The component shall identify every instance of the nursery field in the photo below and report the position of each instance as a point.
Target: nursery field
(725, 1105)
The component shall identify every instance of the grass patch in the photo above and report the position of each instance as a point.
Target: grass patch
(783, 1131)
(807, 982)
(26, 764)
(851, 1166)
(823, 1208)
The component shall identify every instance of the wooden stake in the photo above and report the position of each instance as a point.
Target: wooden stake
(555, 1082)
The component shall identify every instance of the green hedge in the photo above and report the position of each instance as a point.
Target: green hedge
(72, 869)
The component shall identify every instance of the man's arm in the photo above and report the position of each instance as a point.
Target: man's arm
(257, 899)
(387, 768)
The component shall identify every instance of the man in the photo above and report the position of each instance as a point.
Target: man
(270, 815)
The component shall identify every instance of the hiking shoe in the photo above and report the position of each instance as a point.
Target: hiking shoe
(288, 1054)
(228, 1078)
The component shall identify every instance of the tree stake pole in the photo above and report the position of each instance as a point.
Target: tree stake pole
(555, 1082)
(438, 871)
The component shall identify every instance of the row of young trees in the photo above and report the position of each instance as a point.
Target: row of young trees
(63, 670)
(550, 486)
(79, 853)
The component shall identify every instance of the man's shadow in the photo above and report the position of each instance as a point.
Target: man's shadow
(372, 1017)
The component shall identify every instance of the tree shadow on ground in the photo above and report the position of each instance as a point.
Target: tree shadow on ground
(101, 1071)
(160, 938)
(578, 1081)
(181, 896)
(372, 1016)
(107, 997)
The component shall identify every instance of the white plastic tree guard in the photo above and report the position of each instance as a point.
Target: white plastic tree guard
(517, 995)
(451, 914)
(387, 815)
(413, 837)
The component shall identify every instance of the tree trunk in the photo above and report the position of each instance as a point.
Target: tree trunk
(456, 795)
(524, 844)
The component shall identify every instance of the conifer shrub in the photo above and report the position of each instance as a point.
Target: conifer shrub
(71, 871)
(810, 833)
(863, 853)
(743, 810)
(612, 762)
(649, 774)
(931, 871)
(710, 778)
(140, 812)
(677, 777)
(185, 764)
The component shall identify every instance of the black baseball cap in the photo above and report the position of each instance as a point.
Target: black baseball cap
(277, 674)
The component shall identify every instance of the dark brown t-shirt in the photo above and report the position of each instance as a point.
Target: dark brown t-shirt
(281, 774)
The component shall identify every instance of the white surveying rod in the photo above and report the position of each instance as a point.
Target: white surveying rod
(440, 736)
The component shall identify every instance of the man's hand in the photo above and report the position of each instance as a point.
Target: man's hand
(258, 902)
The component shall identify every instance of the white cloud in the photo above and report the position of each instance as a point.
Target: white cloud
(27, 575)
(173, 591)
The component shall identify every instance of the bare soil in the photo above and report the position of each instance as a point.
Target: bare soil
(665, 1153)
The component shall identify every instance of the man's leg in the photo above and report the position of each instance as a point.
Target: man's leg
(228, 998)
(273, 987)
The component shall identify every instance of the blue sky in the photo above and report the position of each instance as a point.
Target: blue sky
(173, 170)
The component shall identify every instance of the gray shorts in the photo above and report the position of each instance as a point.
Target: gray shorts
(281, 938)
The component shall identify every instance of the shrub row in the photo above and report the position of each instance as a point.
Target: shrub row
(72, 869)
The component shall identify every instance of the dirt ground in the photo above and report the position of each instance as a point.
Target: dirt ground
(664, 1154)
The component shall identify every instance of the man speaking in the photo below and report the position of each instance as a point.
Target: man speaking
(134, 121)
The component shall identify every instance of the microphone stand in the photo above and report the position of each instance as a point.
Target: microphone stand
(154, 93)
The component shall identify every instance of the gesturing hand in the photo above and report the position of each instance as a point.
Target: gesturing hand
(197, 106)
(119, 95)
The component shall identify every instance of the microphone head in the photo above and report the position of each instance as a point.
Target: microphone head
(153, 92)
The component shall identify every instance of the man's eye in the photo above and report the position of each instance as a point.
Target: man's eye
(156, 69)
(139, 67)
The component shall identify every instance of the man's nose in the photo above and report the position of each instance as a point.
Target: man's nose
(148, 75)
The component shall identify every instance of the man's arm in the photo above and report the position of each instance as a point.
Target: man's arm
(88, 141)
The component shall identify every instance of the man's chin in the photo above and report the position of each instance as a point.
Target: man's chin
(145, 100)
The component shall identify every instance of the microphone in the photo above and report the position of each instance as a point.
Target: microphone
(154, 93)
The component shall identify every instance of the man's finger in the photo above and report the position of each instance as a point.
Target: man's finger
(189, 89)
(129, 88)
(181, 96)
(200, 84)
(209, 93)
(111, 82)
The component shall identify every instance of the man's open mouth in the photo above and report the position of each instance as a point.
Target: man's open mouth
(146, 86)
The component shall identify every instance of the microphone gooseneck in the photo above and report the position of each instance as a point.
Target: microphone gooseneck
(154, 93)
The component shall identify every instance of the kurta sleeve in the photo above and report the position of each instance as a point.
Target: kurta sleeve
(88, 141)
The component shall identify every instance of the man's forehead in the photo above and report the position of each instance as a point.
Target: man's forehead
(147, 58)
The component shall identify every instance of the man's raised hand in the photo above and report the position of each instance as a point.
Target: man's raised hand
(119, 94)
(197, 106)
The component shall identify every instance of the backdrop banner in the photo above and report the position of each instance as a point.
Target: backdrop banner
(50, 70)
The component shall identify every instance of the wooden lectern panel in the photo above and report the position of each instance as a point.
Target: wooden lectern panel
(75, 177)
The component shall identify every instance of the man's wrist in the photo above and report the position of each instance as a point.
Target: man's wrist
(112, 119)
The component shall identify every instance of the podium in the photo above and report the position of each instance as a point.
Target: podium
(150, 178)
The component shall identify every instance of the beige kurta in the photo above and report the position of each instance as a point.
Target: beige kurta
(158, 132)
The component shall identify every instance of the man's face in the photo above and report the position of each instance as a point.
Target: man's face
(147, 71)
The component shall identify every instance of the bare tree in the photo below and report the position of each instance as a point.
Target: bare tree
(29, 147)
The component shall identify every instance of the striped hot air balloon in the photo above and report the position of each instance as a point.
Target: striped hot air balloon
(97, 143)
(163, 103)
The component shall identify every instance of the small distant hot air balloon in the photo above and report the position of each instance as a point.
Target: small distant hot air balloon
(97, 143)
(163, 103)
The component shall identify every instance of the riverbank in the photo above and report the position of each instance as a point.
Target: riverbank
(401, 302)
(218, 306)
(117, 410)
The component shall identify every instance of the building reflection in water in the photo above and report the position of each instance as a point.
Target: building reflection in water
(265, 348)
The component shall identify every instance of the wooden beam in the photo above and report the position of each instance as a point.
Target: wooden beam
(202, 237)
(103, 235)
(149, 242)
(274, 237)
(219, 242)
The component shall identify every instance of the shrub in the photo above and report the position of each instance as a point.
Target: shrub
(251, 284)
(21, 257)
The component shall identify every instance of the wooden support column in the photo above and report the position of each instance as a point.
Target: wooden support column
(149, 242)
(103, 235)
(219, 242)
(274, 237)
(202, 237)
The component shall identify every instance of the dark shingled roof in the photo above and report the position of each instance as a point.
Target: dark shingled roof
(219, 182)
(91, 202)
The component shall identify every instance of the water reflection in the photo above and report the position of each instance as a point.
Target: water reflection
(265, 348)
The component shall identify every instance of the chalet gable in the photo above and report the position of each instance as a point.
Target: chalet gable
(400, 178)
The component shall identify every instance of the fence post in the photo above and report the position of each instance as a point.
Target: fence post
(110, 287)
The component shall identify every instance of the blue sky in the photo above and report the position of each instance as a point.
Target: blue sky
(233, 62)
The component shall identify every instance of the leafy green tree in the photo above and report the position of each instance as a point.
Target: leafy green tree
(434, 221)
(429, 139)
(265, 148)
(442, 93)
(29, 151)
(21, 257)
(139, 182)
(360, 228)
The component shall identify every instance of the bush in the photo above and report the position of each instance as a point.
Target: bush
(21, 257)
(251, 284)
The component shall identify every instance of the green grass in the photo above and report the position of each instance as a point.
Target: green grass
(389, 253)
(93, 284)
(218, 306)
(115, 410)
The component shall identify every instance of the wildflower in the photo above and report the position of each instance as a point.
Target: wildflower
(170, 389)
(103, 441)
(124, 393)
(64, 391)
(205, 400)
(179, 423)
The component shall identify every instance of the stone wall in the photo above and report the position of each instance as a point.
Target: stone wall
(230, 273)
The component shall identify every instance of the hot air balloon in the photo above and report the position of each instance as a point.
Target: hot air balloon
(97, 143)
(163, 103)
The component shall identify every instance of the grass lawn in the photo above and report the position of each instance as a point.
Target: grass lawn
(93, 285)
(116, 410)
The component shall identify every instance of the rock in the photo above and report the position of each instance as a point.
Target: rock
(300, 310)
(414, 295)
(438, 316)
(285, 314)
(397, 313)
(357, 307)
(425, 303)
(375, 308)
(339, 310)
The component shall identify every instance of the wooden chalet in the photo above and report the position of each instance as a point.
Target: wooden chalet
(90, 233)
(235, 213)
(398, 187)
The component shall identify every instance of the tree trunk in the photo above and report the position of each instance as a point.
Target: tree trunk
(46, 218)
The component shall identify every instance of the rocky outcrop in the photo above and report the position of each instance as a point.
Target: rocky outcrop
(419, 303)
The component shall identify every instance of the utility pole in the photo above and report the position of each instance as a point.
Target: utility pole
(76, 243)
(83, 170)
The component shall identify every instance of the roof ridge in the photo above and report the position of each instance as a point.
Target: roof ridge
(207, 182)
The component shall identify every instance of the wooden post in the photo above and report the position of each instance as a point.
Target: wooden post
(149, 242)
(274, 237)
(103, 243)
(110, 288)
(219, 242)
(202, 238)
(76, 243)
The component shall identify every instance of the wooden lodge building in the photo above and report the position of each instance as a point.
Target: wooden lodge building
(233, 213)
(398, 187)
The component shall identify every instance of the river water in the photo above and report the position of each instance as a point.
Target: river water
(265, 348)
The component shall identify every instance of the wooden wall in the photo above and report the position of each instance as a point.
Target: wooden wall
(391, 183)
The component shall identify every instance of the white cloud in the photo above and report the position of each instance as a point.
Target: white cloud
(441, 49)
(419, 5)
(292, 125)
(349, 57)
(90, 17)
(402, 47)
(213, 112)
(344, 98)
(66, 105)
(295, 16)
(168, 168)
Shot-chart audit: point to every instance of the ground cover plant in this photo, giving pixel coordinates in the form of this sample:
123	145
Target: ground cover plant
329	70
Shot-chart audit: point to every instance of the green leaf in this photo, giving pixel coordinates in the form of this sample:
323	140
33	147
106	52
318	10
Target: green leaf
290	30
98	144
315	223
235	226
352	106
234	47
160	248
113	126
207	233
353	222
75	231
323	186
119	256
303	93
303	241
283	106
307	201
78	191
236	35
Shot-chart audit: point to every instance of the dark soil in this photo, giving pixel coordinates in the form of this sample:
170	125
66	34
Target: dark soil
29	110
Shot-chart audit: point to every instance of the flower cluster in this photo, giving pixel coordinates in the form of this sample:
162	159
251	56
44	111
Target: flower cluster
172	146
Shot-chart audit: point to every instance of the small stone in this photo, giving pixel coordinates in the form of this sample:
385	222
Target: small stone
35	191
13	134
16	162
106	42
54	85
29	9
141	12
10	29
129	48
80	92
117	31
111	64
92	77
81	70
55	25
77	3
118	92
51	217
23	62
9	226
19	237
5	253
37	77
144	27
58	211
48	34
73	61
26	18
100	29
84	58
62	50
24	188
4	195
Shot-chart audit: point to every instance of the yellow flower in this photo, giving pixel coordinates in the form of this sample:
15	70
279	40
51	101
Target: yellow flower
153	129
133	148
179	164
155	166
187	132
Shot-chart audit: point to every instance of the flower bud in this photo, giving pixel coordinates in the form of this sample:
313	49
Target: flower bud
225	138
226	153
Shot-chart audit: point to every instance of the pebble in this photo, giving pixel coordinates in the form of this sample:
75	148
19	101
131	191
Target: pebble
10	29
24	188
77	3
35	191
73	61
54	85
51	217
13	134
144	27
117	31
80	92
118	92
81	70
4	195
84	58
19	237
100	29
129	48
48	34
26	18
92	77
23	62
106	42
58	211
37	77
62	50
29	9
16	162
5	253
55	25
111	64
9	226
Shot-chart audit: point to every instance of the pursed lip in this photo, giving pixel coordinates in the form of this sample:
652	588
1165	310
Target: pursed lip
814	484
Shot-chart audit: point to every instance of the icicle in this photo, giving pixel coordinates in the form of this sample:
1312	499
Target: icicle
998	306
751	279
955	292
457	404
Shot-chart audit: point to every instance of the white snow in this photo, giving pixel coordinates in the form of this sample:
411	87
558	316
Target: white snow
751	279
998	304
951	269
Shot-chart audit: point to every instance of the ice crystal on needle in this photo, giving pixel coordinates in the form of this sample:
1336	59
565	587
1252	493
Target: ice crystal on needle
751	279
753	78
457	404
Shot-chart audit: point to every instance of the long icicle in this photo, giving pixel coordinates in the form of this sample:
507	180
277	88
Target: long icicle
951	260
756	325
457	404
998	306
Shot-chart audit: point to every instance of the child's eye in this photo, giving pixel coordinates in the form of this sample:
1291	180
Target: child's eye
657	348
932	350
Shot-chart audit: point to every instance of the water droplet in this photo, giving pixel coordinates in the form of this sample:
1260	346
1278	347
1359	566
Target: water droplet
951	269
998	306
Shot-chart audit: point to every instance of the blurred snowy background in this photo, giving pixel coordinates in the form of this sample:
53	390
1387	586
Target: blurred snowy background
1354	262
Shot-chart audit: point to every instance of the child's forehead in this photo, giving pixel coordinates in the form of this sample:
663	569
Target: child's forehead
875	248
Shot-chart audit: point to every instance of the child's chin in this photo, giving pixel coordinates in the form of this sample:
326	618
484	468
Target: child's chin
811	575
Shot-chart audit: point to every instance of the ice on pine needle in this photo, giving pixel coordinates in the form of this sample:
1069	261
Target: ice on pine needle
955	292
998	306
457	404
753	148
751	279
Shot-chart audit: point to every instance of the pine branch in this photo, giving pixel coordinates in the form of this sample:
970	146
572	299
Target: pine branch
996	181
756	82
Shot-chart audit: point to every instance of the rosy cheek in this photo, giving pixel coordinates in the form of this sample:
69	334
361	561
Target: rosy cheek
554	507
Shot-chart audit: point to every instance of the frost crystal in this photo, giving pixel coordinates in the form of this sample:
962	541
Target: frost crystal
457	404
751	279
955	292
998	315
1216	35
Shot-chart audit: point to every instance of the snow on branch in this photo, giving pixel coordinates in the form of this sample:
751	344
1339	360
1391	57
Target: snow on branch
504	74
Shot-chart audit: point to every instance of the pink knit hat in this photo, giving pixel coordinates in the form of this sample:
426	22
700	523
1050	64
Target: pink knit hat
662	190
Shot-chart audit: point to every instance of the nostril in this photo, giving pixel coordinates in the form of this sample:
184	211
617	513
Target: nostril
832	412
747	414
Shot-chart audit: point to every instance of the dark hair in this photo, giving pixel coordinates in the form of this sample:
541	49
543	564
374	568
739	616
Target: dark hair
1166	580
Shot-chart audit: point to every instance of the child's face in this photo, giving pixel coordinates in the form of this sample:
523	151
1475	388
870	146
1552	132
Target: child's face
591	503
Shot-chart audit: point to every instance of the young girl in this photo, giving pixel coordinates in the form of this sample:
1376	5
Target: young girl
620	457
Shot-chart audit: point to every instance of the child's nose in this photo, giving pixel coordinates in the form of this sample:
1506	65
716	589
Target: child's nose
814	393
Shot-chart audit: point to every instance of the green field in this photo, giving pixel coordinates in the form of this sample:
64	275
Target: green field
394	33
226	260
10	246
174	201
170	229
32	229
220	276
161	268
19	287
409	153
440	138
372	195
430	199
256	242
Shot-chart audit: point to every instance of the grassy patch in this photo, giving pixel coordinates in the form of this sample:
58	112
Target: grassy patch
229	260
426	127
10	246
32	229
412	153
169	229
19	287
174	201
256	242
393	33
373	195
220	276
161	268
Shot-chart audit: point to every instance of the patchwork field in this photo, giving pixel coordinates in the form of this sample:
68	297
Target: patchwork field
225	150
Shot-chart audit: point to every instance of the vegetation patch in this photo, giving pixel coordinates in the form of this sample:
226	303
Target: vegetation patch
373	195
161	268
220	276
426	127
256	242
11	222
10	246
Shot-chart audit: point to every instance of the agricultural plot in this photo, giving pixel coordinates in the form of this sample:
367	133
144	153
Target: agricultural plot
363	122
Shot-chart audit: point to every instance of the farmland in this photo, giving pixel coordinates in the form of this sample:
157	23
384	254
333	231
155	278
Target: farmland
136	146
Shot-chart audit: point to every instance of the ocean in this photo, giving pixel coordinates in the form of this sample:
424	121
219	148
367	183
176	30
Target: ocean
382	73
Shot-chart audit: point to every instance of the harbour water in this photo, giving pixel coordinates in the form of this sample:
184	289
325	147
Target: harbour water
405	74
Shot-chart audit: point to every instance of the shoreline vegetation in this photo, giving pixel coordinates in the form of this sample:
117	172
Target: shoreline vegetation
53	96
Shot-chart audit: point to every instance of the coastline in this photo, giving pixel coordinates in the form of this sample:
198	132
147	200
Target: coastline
──────────────────────────────
Would you please copy, word for word, everything above from the line containing "Target: wooden chalet" down to the line containing "The component shall identify every instance of the wooden wall", those two lines included?

Target: wooden chalet
(90, 233)
(235, 213)
(398, 187)
The component shall identify every instance of the tree trunk in the photo above and report the position of each instance as a point.
Target: tree trunk
(46, 218)
The component shall identify every instance of the rocky outcrop in the photo above and report the position of each instance as a point.
Target: rocky outcrop
(419, 303)
The component shall identify every instance of the utility pole in the photo above and report the position of each instance as a point.
Target: utility pole
(76, 243)
(83, 170)
The component shall identify every instance of the roof ridge in the photo above and report the position of each instance as a point.
Target: roof ridge
(207, 182)
The component shall identify every instance of the wooden post in the photo above and report the position of each instance as a point.
Target: wooden post
(149, 242)
(274, 237)
(103, 243)
(110, 288)
(219, 242)
(202, 238)
(76, 243)
The component shall identify every instance of the wooden lodge building in the photo above and report the position of each instance as a point.
Target: wooden lodge building
(233, 213)
(398, 187)
The component shall identify every instance of the river water in the photo above and report the position of each instance as a point.
Target: river water
(265, 348)
The component shall identify every instance of the wooden wall in the photo above and report the position of each instance as a point.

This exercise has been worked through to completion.